Leon Bridges is a story unto itself, the kind that you love to hear when discussing a musician’s success. Bridges is a star in an almost classic sense. The kid bussing tables at a restaurant who just-so-happens to bump into another musician who ends up helping him make the record that propels him to stardom. There’s a movie there.
Bridges was that very guy, working on his music, struggling to make ends meet, when he ended up connecting with Austin Jenkins of White Denim. After recording with him in his studio, Bridges eventually had a backing band behind him, and a hit single in his pocket. “Coming Home” was recorded in the past two years, but sounds like it was done in 1955, it’s a perfect slice of old-soul with a distinct southern flavour. The song went live on “Gorilla Vs. Bear” on October 14th, 2014 and just over two months later, Bridges announced that he had signed with Columbia Records.
For someone who’s got a whirlwind of success around him, Leon has a generally friendly demeanour over the phone, his southern drawl creeping in and out as we talk. Currently on what seems to be a non-stop world tour, I was lucky enough to get 15 minutes with him inbetween his Portland and Vancouver (BC) shows. Here’s what Leon had to say:
NT: You were in Vancouver last night, are these your first Canadian shows?
LB: Nah, before that we played… it was like our second time playing Toronto and Montreal.
NT: Good time last night?
LB: Yeah it was great. Great show. Felt good.

◆ ◆ ◆ ◆

SHORT TASK A.
Answer these from the Leon Bridges interview:
(i) What was Bridges doing at a restaurant before his breakthrough?
(ii) Which record label did he sign with?
(iii) Between which two shows did the 15-minute phone call take place?

◆ ◆ ◆ ◆

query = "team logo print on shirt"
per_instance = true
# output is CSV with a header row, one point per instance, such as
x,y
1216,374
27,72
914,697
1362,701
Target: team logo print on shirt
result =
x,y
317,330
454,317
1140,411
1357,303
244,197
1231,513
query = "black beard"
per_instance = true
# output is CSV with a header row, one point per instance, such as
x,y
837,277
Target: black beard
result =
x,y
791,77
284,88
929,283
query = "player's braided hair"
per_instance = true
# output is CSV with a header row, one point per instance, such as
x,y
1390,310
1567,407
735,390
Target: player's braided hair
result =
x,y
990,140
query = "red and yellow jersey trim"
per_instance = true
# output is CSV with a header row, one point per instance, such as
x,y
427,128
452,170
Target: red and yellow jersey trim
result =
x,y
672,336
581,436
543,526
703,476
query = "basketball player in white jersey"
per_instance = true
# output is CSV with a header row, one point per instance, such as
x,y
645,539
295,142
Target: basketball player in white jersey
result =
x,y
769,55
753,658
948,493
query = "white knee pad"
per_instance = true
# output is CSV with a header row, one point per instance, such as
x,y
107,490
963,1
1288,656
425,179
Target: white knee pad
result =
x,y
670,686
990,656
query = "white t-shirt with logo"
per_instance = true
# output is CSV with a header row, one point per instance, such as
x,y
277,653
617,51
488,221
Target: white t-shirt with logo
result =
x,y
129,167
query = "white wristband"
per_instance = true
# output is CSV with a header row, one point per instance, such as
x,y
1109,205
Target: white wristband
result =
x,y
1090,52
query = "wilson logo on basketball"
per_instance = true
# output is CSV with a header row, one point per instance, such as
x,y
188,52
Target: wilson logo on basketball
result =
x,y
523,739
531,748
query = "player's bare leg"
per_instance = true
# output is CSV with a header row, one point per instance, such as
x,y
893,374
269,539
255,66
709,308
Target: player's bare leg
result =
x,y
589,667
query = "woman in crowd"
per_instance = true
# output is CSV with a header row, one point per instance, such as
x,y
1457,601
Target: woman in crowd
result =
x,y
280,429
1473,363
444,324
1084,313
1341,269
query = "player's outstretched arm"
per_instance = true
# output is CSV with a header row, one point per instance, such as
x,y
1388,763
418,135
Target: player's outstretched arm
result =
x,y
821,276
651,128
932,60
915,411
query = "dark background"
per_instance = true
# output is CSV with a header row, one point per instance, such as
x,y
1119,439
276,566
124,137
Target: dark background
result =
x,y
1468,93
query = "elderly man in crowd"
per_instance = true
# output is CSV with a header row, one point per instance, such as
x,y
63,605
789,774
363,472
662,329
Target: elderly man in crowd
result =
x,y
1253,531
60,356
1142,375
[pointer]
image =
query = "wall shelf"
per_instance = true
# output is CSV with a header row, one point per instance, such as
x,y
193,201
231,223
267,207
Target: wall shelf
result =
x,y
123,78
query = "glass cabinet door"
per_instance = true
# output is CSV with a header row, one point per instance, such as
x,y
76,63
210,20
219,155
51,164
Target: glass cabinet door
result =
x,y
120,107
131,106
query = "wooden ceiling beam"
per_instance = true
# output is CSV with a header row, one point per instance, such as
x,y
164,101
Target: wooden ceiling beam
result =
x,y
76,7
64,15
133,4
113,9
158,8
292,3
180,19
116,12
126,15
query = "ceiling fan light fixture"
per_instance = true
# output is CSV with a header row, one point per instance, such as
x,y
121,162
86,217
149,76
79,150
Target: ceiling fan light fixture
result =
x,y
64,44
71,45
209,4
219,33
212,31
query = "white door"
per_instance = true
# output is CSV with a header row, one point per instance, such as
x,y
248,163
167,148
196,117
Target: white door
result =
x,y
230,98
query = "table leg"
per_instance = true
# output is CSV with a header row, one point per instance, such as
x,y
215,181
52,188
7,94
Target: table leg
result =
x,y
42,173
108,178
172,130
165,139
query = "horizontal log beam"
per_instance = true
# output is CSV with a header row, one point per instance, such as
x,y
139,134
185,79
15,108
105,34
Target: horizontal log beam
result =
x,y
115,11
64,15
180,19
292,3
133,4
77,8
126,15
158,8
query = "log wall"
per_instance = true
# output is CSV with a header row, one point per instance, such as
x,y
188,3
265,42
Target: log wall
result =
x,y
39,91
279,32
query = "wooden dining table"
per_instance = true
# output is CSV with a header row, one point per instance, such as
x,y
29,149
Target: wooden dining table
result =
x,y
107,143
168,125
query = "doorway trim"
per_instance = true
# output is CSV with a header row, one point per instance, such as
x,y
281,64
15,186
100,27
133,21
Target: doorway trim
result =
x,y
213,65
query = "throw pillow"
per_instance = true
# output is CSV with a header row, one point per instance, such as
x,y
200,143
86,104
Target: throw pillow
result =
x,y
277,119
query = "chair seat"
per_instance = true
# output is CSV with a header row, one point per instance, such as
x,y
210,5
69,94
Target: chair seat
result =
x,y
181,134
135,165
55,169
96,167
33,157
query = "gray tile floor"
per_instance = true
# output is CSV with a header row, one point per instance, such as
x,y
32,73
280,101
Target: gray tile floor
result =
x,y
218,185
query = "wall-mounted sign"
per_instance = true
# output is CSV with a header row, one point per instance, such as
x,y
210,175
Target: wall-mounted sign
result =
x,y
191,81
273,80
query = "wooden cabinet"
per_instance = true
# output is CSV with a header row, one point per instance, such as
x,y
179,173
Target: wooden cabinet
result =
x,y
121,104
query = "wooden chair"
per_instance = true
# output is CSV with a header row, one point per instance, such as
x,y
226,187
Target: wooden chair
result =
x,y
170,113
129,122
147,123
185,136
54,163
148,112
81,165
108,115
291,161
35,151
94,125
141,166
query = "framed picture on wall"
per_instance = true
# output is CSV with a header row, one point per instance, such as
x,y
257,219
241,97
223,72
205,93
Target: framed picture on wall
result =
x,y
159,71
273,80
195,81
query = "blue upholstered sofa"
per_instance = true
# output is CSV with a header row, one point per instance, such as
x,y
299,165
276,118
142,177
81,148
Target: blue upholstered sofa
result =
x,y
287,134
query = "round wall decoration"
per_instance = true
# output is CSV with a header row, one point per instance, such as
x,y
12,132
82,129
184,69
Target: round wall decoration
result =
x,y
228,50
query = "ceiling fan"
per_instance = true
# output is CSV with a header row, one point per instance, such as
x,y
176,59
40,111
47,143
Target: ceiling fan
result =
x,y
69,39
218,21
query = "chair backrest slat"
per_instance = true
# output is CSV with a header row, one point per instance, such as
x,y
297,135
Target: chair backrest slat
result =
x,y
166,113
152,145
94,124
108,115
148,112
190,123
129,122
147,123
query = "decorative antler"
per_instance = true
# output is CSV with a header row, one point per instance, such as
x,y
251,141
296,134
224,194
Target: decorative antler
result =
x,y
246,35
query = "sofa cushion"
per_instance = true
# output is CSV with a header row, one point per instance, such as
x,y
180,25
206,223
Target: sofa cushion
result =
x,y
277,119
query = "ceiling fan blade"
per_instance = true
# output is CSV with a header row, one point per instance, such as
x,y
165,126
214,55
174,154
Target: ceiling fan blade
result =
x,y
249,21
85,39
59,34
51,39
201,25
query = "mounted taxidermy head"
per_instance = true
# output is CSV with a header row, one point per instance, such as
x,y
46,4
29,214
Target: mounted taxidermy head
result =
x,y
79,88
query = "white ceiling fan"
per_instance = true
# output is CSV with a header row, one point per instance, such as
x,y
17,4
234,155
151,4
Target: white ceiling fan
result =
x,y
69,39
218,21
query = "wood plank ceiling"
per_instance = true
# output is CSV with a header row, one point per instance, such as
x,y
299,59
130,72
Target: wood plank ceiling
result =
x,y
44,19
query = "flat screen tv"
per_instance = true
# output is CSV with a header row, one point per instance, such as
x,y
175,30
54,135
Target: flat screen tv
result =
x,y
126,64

◆ ◆ ◆ ◆

SHORT TASK B. Pull out every line of the listing that contains the word "logo".

RIGHT ANSWER A.
(i) Bussing tables.
(ii) Columbia Records.
(iii) His Portland and Vancouver (BC) shows.

RIGHT ANSWER B.
query = "team logo print on shirt"
Target: team logo print on shirt
query = "white t-shirt with logo"
Target: white t-shirt with logo
query = "wilson logo on basketball"
Target: wilson logo on basketball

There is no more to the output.